━━━━━ SELECTED EXTRACT

Wednesday, June 05, 2013

A Touch of Grace

A Touch of Grace
Galatians 1: 1-12
June 2, 2013
Marsh Chapel
Rev. Dr. Robert Allan Hill, Dean

New York

            When St. Paul writes that the gospel came to him by apocalypse he intends neither a sole reliance on experience to the left nor a rejection of experience to the right.   The gospel comes by apocalypse at the incursion of spirit in life, of love in experience, of experience inside out, a touch of grace.  So our experience matters, and our awareness of experience invaded is largely all we have.

            May 2 our friend and teacher retired in New York City.  Dr. Christopher Morse lectured on the history of Christian theology in September of 1976, and before and after.  The lectures , built in part upon the lectures of Robert Calhoun at Yale a decade earlier, in may have been, are today still shimmering in memory, forty years later.   Speech matters.  On a bright May morning, some from near and some from far drove to Riverside Drive, parked behind Grant’s tomb, wondered again and aloud who was buried there (J), peered in at the dark, historic, gothic emptiness of Riverside Church, hunted down friends at the Interchurch Center next door, sat in the venerable Union Theological Seminary courtyard, fragrant and cloistered and quiet, then in James Chapel, now filling with five decades of friends and students.  The honoree asked not to preach, but only to celebrate the Eucharist, in clear Methodist fashion, as we do today.   Doctoral students sang an anthem musically summarizing Morse’s theological principles.  (Hear these words set to guitar and folk music:  coherence, catholicity, conformity…(J)).  A young student preached.  Prayers were offered by another, strong, sonorous, spirited prayers by another young student, the son of a prominent NYC Methodist preacher.  A simple luncheon followed, with a portrait unveiled, no eulogies or roasts or remembrances.  Just 90 minutes, noon on, of grace.  Then the drive home, along the coast and through New Haven, a drive most richly populated by ghosts, haunted by recollection and reckoning, riddled with gratitude.  Friends, an excellent 80 minute lecture lives, feeds, and lasts a lifetime, maybe even three such.  By the way, the young man who prayed so well, a cradle Methodist, a parsonage child, a brilliant future preacher, is gay.  Said a proud, heart broken dad, ‘He will not lie.  He will not stay.  He will find another denomination’.  But the father’s smile through pain was a real, though fragile, real though apocalyptic touch of grace, a holy Eucharist, love made real.

━━━━━━━━━━
━━━━━ DATA SECTION

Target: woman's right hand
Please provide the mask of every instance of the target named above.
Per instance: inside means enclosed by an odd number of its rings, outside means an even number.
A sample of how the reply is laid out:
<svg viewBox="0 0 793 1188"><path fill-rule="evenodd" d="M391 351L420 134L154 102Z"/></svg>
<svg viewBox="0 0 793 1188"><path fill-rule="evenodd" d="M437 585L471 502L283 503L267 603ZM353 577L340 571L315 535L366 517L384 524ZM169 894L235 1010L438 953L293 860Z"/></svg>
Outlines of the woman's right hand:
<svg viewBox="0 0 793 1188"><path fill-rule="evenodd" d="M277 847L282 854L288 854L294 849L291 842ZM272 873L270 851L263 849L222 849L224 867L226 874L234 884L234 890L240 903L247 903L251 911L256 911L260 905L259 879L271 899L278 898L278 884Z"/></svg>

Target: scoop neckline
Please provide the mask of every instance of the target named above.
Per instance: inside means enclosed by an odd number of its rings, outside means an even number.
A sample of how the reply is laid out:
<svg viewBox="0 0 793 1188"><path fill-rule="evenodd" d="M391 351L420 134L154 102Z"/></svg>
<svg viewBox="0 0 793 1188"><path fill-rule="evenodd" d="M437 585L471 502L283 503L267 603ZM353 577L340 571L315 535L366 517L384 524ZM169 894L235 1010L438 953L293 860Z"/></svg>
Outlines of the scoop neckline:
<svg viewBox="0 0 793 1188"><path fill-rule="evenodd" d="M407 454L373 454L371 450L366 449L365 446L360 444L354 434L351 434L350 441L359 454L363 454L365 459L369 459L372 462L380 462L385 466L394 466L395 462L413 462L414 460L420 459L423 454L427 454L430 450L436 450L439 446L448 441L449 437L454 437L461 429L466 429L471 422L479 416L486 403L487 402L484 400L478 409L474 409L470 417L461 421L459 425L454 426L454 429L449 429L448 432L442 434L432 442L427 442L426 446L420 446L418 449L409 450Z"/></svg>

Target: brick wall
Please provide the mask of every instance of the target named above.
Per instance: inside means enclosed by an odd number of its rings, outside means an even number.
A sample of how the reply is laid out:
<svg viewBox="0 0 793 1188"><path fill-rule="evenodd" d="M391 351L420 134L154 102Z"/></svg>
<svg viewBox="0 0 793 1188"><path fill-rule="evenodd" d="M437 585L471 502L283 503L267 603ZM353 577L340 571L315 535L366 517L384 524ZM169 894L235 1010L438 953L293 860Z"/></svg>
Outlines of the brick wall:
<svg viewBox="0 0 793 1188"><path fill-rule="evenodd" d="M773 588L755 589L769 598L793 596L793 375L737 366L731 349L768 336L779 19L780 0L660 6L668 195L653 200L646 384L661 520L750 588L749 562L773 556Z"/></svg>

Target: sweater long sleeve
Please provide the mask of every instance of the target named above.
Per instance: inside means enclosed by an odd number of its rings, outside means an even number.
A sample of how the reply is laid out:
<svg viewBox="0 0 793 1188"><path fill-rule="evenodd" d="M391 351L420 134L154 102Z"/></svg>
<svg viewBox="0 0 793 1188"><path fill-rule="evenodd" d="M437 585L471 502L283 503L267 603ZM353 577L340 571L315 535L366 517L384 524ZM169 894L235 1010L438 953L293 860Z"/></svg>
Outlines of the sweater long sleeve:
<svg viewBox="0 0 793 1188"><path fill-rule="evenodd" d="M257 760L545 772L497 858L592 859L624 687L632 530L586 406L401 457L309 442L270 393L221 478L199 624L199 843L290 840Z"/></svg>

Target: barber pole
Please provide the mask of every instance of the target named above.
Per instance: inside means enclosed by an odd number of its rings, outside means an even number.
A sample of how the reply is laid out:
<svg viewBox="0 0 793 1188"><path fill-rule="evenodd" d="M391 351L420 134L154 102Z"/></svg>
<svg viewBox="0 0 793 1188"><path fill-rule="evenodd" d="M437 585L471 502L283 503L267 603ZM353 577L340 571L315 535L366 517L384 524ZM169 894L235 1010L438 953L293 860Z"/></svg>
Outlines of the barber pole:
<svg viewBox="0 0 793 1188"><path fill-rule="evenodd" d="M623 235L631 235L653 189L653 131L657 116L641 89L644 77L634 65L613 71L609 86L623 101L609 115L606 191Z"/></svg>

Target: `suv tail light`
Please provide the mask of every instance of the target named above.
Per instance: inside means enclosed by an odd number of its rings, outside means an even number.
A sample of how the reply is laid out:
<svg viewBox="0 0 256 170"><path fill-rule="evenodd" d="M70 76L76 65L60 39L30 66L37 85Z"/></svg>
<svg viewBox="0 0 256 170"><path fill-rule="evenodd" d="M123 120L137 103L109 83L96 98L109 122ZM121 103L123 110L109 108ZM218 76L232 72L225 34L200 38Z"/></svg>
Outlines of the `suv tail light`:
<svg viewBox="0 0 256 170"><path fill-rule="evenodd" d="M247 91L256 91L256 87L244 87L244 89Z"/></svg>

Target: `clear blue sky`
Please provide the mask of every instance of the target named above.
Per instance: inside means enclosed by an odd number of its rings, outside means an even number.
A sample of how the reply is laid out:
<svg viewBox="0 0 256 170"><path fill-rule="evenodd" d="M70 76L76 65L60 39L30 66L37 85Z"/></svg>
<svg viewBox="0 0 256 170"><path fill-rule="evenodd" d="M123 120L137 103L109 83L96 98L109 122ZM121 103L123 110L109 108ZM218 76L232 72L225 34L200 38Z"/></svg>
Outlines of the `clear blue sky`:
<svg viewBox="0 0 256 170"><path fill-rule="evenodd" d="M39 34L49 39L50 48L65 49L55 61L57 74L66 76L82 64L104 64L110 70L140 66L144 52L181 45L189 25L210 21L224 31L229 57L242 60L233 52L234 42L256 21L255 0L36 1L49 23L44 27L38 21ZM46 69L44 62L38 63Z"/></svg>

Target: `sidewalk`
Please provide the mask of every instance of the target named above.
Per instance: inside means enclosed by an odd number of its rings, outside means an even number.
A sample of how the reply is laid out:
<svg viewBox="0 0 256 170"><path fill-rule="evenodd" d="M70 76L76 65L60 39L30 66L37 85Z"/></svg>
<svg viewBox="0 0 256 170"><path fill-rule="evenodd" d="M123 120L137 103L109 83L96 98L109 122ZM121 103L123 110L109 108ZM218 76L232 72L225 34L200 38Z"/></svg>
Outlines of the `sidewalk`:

━━━━━━━━━━

WHAT IS BEING ASKED: In the sermon above, what did the honoree ask to do instead of preaching?

OUTPUT FOR THIS EXERCISE: He asked only to celebrate the Eucharist.